WHAT THE EXERCISE ASKS — Copy each of the items below word for word, leaving the pictures out of your answer.

INFORMATION PROVIDED —
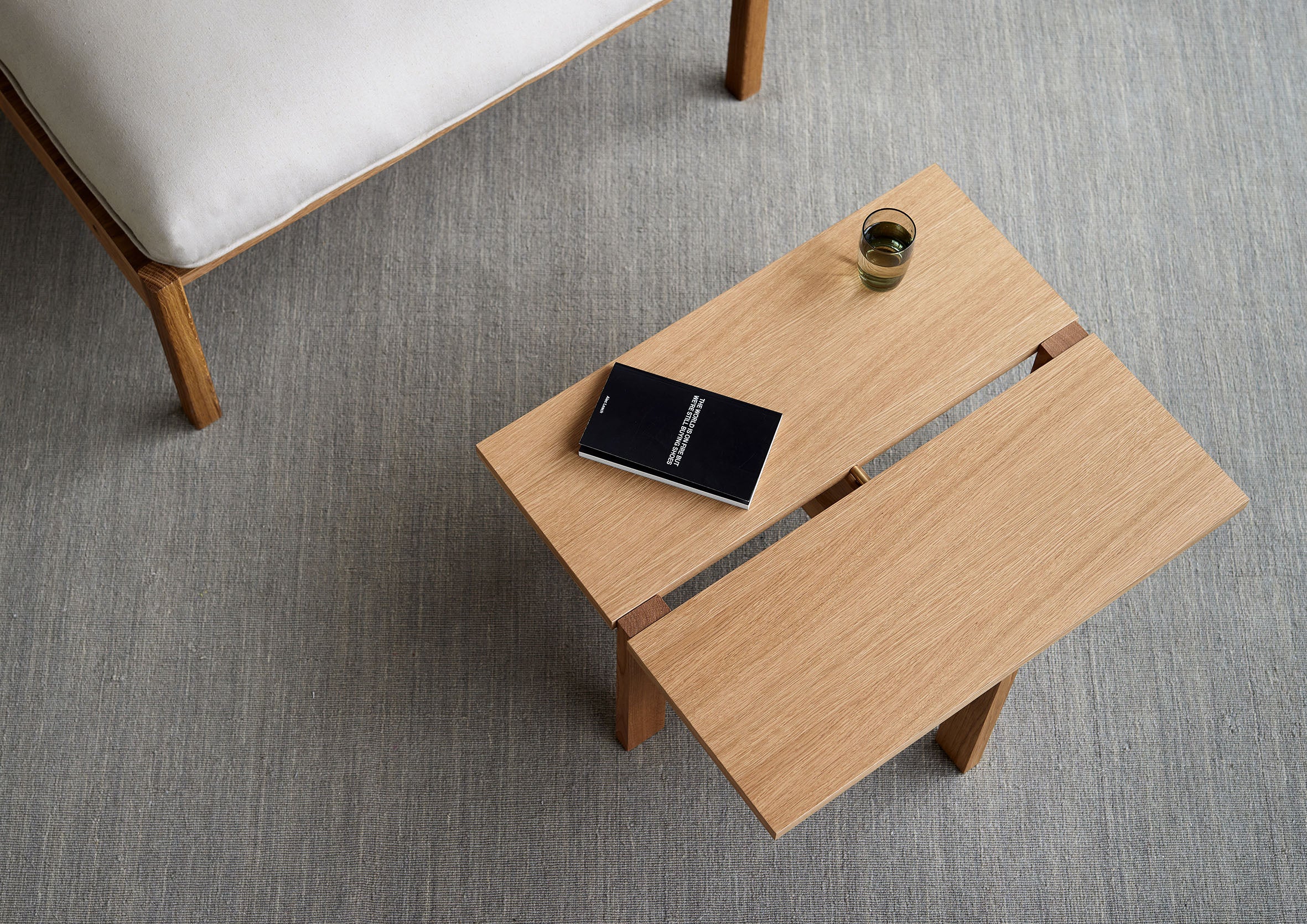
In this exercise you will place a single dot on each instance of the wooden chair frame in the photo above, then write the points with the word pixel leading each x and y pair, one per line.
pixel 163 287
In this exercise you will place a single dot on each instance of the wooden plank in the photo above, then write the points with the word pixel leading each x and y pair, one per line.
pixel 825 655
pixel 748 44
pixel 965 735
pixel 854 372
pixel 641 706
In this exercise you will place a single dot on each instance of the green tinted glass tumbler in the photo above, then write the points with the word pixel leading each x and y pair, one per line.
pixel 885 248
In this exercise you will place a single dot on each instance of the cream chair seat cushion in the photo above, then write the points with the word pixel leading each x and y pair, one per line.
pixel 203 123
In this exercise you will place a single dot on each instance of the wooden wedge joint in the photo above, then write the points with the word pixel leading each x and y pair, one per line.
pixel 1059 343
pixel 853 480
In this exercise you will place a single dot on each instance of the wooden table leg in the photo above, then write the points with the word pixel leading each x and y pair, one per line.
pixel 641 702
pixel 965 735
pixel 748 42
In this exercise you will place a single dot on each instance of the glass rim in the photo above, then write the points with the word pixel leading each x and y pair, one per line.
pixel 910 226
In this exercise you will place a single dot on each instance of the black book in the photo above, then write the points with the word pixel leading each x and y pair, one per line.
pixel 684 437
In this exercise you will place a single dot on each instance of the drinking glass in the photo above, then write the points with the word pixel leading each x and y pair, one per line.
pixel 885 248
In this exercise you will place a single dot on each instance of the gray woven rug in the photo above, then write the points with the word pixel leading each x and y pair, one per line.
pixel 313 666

ANSWER TO THIS TASK —
In this exercise you will place a single dot on each instance of the wooden chair frame in the photo above, then write the points with the word pixel leading each x and y pair, one per line.
pixel 163 287
In this exercise you will place a single dot on each instance of the wooden plank in the photo above, then write the points with the word pixel leading each x and y pair, one per line.
pixel 825 655
pixel 748 44
pixel 965 735
pixel 854 372
pixel 641 706
In this exercise you will place a single dot on each instance of the green tinted glass tumbler in the photo above, then write the points with the word pixel leading each x and y pair, one per line.
pixel 885 248
In this exercise you will place a single dot on each instance of the cream chair seat cushion in the photo above, then write the points with the word pixel leading each x and y pair, one per line.
pixel 203 123
In this exercise you will place a single dot on each instance of the wooden wedge joint in the photo above, then write the points with the word pixel leading each x and y pair, one per line.
pixel 1059 343
pixel 853 480
In this exercise you will place a single dot on each instance of the wooden table leg in the photo above, then write the points with the word pixel leading each x and y pair, one per line.
pixel 641 702
pixel 965 735
pixel 748 42
In this exercise you will place a single dot on each instance of the glass rim in the photo above, then write the points with the word pixel leading each x and y pair, one per line.
pixel 910 226
In this exercise you will place a single dot on each instance of the black book in the photo above, then write the points with the word pixel leading each x and y pair, one per line.
pixel 684 437
In this exercise you will place a single dot on each instance of the drinking glass in the photo above, then write the points with the word pixel leading each x and y pair, one per line.
pixel 885 248
In this exercise you will place a single dot on each instance of the gray woven rug in the photo above, then write the points with the word pixel leading each x and y pair, one per line.
pixel 313 666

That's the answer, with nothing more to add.